=== Tâche courte ===
Relevez chaque ligne du matériel ci-dessous où figure le mot « white ». La casse compte.

=== Matériel fourni ===
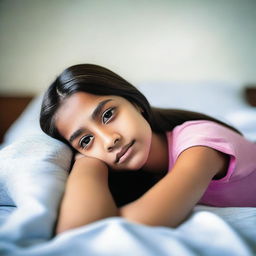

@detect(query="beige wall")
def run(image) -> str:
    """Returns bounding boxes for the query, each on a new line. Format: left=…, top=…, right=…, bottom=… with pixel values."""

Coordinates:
left=0, top=0, right=256, bottom=94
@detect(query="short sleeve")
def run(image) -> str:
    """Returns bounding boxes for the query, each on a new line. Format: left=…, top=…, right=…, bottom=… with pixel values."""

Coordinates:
left=169, top=120, right=241, bottom=182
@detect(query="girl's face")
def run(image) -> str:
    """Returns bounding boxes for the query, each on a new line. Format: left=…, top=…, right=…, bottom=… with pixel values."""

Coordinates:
left=55, top=92, right=152, bottom=170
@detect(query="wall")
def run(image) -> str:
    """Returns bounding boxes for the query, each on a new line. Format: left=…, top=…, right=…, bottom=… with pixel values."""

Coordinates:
left=0, top=0, right=256, bottom=94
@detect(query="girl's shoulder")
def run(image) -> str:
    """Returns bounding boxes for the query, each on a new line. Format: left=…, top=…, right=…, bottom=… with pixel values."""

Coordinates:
left=167, top=120, right=256, bottom=169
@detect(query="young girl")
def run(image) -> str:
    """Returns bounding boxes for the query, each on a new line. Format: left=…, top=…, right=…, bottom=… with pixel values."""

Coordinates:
left=40, top=64, right=256, bottom=233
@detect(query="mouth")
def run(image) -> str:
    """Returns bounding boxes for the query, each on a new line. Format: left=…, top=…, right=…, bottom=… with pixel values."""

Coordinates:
left=115, top=140, right=135, bottom=164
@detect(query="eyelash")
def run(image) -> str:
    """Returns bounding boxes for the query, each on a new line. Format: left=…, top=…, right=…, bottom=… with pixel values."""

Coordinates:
left=79, top=107, right=115, bottom=149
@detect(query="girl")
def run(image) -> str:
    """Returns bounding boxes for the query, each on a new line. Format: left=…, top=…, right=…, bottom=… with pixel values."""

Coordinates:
left=40, top=64, right=256, bottom=233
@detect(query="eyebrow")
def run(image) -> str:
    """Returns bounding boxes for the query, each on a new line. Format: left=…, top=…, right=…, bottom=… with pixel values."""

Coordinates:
left=69, top=99, right=112, bottom=143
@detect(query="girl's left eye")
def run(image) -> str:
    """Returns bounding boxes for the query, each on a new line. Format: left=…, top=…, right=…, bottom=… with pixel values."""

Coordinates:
left=102, top=108, right=115, bottom=124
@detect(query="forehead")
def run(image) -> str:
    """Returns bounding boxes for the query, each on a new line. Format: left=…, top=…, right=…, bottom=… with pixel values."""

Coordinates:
left=55, top=92, right=120, bottom=137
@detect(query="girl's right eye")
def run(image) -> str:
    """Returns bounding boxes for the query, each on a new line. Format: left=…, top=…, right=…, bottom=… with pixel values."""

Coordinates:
left=79, top=135, right=93, bottom=149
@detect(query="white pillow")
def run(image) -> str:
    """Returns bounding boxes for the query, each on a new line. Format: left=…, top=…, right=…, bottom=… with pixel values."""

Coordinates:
left=0, top=133, right=72, bottom=243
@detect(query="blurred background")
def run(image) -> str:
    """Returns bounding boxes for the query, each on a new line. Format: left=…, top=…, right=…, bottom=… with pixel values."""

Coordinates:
left=0, top=0, right=256, bottom=95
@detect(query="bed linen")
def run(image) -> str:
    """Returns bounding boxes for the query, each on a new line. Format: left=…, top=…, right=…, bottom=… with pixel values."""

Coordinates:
left=0, top=83, right=256, bottom=256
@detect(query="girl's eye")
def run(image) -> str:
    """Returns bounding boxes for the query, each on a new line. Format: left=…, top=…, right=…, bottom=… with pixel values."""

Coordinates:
left=79, top=135, right=93, bottom=149
left=102, top=108, right=115, bottom=124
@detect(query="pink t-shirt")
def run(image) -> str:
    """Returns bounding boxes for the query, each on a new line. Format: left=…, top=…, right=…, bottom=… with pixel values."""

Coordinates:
left=167, top=120, right=256, bottom=207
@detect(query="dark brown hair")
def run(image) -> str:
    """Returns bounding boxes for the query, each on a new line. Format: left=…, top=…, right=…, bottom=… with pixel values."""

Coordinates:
left=40, top=64, right=240, bottom=205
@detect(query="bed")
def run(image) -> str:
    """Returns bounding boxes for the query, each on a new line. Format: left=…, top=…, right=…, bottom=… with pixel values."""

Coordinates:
left=0, top=82, right=256, bottom=256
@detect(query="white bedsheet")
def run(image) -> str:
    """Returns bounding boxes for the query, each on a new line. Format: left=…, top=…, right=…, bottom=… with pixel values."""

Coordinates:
left=0, top=211, right=256, bottom=256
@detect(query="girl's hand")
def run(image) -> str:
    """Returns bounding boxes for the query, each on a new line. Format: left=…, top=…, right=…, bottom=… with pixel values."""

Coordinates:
left=56, top=154, right=118, bottom=233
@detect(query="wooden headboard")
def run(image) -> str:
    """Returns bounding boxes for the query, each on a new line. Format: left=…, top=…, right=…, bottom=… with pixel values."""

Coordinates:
left=0, top=95, right=33, bottom=143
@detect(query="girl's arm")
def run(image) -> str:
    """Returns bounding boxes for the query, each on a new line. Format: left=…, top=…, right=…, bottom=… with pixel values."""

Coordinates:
left=119, top=146, right=228, bottom=227
left=56, top=157, right=118, bottom=233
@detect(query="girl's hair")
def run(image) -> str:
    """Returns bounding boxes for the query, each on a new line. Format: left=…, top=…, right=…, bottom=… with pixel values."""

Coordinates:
left=40, top=64, right=240, bottom=205
left=40, top=64, right=240, bottom=140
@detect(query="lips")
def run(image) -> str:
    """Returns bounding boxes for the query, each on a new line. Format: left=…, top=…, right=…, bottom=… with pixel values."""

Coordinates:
left=115, top=140, right=135, bottom=163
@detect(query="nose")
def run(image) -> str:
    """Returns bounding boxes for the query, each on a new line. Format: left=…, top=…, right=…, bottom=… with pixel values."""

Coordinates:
left=104, top=133, right=121, bottom=152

=== Solution ===
@detect(query="white pillow")
@detect(query="white bedsheet")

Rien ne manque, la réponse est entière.